GOAL OF THE EXERCISE:
From the rows below, extract every line that contains the string "positive". Uppercase and lowercase letters count as different.

EXTRACTED MATERIAL:

━━━

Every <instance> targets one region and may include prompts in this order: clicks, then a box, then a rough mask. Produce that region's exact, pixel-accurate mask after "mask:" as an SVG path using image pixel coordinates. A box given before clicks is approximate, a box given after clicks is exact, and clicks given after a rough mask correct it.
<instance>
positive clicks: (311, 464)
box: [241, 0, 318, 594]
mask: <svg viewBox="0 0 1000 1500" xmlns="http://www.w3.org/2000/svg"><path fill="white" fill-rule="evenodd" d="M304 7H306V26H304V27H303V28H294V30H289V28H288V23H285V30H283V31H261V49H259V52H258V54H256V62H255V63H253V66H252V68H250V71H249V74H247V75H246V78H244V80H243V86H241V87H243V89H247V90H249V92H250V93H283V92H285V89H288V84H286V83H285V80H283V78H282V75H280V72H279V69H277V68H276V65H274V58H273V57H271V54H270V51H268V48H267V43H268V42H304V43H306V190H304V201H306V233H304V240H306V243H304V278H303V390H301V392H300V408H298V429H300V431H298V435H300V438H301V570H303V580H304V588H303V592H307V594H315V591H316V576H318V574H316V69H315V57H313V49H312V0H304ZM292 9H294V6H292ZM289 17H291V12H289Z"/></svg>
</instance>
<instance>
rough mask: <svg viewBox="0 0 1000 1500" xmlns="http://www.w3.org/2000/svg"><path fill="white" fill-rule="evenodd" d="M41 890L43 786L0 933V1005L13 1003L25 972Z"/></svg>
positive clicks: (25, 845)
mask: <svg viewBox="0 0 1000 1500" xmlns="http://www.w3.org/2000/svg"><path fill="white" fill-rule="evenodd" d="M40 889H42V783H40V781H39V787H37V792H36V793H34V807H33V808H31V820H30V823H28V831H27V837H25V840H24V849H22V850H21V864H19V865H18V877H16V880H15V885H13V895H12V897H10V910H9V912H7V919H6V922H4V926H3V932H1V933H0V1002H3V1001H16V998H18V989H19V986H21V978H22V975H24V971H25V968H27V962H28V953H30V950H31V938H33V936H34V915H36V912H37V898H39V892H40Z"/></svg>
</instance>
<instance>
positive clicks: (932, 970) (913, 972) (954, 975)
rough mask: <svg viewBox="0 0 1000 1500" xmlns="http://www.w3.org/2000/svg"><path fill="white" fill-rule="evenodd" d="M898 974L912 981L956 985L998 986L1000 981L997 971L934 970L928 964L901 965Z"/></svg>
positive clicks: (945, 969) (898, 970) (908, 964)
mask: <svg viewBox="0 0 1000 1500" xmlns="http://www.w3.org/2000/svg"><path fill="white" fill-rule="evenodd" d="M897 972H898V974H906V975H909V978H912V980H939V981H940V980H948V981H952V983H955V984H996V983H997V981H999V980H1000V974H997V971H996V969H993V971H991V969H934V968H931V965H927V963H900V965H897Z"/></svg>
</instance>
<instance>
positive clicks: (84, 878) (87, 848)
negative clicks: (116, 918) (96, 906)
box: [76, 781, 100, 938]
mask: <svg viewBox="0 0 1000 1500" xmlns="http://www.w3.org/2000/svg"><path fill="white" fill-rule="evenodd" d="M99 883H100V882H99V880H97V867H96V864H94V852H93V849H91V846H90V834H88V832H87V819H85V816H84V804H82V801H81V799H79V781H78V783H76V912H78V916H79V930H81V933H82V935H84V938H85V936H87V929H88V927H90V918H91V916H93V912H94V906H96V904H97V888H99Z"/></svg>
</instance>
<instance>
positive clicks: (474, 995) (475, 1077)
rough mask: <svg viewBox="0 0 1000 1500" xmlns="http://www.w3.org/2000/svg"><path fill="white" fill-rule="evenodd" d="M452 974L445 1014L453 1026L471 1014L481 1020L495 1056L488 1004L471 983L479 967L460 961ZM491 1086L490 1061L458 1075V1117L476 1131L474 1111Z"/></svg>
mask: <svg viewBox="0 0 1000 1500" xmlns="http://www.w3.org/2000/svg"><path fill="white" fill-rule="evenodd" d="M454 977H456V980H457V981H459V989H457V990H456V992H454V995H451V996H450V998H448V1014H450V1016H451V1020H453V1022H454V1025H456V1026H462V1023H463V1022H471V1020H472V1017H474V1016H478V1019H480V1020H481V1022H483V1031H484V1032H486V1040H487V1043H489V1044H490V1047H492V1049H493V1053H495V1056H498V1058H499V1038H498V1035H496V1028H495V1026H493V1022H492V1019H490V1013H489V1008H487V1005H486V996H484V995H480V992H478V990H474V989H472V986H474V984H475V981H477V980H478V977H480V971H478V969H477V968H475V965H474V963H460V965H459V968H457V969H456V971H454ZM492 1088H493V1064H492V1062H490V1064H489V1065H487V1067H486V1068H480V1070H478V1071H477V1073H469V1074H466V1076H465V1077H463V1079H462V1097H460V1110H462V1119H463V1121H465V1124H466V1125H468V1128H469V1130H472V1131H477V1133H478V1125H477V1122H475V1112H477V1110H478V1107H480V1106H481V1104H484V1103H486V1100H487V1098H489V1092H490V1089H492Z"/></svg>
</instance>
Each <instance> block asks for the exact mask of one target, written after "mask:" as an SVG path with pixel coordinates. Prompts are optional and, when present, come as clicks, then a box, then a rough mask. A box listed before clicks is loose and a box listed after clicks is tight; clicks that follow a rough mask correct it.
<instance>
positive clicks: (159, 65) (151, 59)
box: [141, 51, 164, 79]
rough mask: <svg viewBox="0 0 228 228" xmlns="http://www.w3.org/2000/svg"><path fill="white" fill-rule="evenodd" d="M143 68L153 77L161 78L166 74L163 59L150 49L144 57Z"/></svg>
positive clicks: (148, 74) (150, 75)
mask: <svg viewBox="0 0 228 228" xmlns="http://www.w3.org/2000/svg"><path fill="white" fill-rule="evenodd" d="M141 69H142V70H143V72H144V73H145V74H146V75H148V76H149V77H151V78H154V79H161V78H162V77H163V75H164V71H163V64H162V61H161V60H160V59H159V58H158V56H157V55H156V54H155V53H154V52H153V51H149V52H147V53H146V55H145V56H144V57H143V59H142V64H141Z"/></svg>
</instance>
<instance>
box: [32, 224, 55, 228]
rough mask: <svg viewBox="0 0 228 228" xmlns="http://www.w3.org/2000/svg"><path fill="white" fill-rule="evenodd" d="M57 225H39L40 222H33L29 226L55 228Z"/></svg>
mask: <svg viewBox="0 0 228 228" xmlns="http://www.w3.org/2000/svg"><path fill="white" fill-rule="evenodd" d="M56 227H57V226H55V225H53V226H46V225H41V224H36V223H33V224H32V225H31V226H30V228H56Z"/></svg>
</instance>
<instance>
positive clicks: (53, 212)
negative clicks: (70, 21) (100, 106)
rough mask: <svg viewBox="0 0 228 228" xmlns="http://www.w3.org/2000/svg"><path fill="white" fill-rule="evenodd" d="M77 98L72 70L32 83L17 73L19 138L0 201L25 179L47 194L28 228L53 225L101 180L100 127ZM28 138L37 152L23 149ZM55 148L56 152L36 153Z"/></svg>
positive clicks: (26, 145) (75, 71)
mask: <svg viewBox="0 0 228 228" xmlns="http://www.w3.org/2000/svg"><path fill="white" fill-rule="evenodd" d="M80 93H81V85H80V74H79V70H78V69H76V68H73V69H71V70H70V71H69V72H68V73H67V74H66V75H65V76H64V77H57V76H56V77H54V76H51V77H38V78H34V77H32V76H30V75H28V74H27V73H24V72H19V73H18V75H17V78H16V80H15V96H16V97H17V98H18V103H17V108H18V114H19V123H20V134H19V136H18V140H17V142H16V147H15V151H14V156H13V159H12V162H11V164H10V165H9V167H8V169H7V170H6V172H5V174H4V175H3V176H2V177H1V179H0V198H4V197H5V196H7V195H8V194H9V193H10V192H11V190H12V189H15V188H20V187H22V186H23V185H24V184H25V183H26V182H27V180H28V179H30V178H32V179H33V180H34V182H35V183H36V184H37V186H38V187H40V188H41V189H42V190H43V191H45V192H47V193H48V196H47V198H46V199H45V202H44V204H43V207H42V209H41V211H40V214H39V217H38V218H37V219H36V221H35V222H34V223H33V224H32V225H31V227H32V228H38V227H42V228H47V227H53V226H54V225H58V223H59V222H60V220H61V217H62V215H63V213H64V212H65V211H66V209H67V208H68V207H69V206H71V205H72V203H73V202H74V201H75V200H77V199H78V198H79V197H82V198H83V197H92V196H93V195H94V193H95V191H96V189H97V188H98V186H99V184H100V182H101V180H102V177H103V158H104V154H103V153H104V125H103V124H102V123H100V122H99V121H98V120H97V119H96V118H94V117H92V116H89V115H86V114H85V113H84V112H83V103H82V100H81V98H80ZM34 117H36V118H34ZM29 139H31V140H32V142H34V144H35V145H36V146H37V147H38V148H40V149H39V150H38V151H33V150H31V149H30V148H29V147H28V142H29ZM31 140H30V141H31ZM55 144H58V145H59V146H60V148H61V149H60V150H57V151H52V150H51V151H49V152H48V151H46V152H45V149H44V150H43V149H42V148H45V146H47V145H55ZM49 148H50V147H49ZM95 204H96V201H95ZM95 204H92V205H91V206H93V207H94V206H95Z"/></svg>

━━━

SOLUTION TO THE PROBLEM:
positive clicks: (311, 464)
positive clicks: (25, 845)
positive clicks: (932, 970) (913, 972) (954, 975)
positive clicks: (945, 969) (898, 970) (908, 964)
positive clicks: (84, 878) (87, 848)
positive clicks: (474, 995) (475, 1077)
positive clicks: (159, 65) (151, 59)
positive clicks: (148, 74) (150, 75)
positive clicks: (53, 212)
positive clicks: (26, 145) (75, 71)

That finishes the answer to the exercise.